> _Document text_
★ ★ ★

Then why do libertarians claim that American agricultural subsidies harm African economies by undercutting local farmers? Can't the same reasoning be used to claim that the local producers can simplty adapt to changes, change jobs, and prosper as they pay less for food? Reason, much to its credit, consistently and loudly points out the harm done to small farmers as American subsidies designed to flood their countries markets with food reduce their incomes. In fact, it is often claimed that removing these subsidies would have the effect of dramatically improving those counties' economies.
So which is it - is it good for Americans (the government, the Ford Foundation, whomever) to invest in creating a price-lowering superabundance of food in the developing world, or is it harmful to those countries? Don't bother going into the difference between tax-funding and charity - the source of the funding wouldn't make a difference in how said superabundance would effect the developing world.
Since I personally know folks who subscribe to Ehrlich's worldview, I spent some time trying to understand it.
Since I have no training or skills as a social scientist, I am forced to apply my engineer's linear thinking. Anyone can contradict me as they see fit.
As near as I can tell people like Ehrlich and, say, John Kenneth Galbraith (also renowned for being spectacularly wrong) appeal to people on the left (and thereby retain undeserved reputations) for the same reason as Jerry Falwell and Pat Robinson appeal to those on the right.
And basically that reason is they tell there listeners what they want to hear (and that is what they already believe).
Of course lefties get to feel even more superior about it because their core prejudices are being confirmed by tenured professors from America's two premier universities.
What I don't understand is why the human haters on both sides of this divide believe as they do.
Some of these comments are economic nonsense. Only some kind of neo-Luddite would eschew readily achievable technological progress resulting in increased productivity for the worlds poor in favor or simply dumping more money into "social political and economic conditions." How exactly do you improve any of those things in a lasting way if you turn away from the potential to create more food with fewer resources? This is how progress happens. With less land, people, hours, etc. required to produce food there is more land, people, hours, etc. to do other productive things. Don't get me wrong, I certainly agree that the main cause of poverty is political (as an aside let me again link Ronald Bailey's Reason article on this point Poor Planning: How to achieve the miracle of poverty - for those that haven't read it, it is not to be missed), but that is beside the point when it comes to technological advances. In fact it argues against putting money into "political" conditions since we've seen where that money goes: to the pockets of those responsible for the poverty in the first place.

★ ★ ★

> _Extracted information_
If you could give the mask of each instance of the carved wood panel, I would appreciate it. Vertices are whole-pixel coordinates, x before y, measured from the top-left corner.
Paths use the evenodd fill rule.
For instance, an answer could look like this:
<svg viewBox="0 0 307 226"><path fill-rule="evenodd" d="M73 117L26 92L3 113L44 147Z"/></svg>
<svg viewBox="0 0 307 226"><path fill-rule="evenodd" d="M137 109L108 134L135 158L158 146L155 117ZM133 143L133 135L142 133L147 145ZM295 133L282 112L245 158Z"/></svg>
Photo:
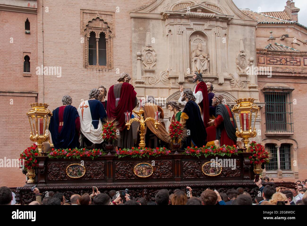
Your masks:
<svg viewBox="0 0 307 226"><path fill-rule="evenodd" d="M241 176L240 162L239 159L236 161L235 169L231 169L231 166L222 167L222 172L214 177L207 176L203 172L201 167L204 163L208 161L183 161L182 176L185 179L206 177L234 177Z"/></svg>
<svg viewBox="0 0 307 226"><path fill-rule="evenodd" d="M66 168L72 163L57 162L47 165L47 180L75 180L66 173ZM104 179L104 162L101 161L86 162L84 163L85 174L78 180L103 180Z"/></svg>
<svg viewBox="0 0 307 226"><path fill-rule="evenodd" d="M134 166L142 162L152 164L151 161L116 162L115 163L115 180L140 179L134 174L133 169ZM154 172L149 178L164 179L173 177L172 161L156 160L154 161L154 165L153 166Z"/></svg>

★ ★ ★

> _Objective_
Carry on the text on farm subsidies and food production, beginning after its final sentence. The records are separate material and are not part of the text on farm subsidies and food production.

> _Exercise output_
joe-
My understanding of the situation with US farm subsidies and third world farmers is that the real problem is limiting access to the US market. We protect out farmers from foreign competition, limiting the ability of third world farmers to earn money by selling to the US. I had not heard the argument that we're flooding third world countries with artificially cheap agriculture.
I wouldn't be shocked if for some particular agricultural product we're actually dumping it on third world markets, but my understanding of the overall situation is that the real problem is protectionism in our domestic market, not dumping on foreign markets.
Also, cheap abundance in the third world is not a problem if they can compensate for low prices by selling their surplus abroad. If they have a comparative advantage in agriculture then it makes sense to stay in agriculture even when they produce more food than they can consume domestically. If, on the other hand, they don't have a comparative advantage in farming, then it will be easier to develop new industries if food is cheap. A new sector can only thrive if it makes enough money for its workers to live on, and that threshold for self-sufficiency is lower if food is cheaper.
Issac: "And basically that reason is they tell there listeners what they want to hear (and that is what they already believe)."
Exactly!
thoreau, I think you're right about limiting markets, rather than dumping, being the major anti-developing world problem with our ag subsidies.
Brian Courts, good job ignoring the issue of diminishing returns, and the possibility of charitable investments that don't get deposited in the Prime Minister's bank account.
Then why do libertarians claim that American agricultural subsidies harm African economies by undercutting local farmers? Can't the same reasoning be used to claim that the local producers can simplty adapt to changes, change jobs, and prosper as they pay less for food?
Subsidies waste resources on expensive foods by forcing people to pay for them, while lowering the price of production makes more efficient use of those resources possible. That's better, especially for the people able to use the resources more efficiently. But hey, if you don't believe me, go smash your window so that repairing it improves the economy.
"And basically that reason is they tell there listeners what they want to hear (and that is what they already believe)."
Isn't this why most talking-head-type people are famous? It surely isn't because they tell the truth regardless of what the audience wants to hear.
The Real Bill at March 15, 2005 02:55 PM
Good point.
I agree.
I wonder if the productivity of "subsistence farmers" isn't a red herring. The new crop varieties are likely to be introduced by international agribusiness companies--on land originally stolen from subsistence farmers.
And Brian, if the "technical progress" is "readily achievable" only with government patent monopolies and restrictions on labelling of GMO products, then only a statist would support them.
The most important way to remedy "social and economic conditions" is not more government spending--it's less government collusion with the agribusiness TNCs, landlords, and latifundia, and an end to the modern-day reenactment of enclosures and abrogation of traditional land rights.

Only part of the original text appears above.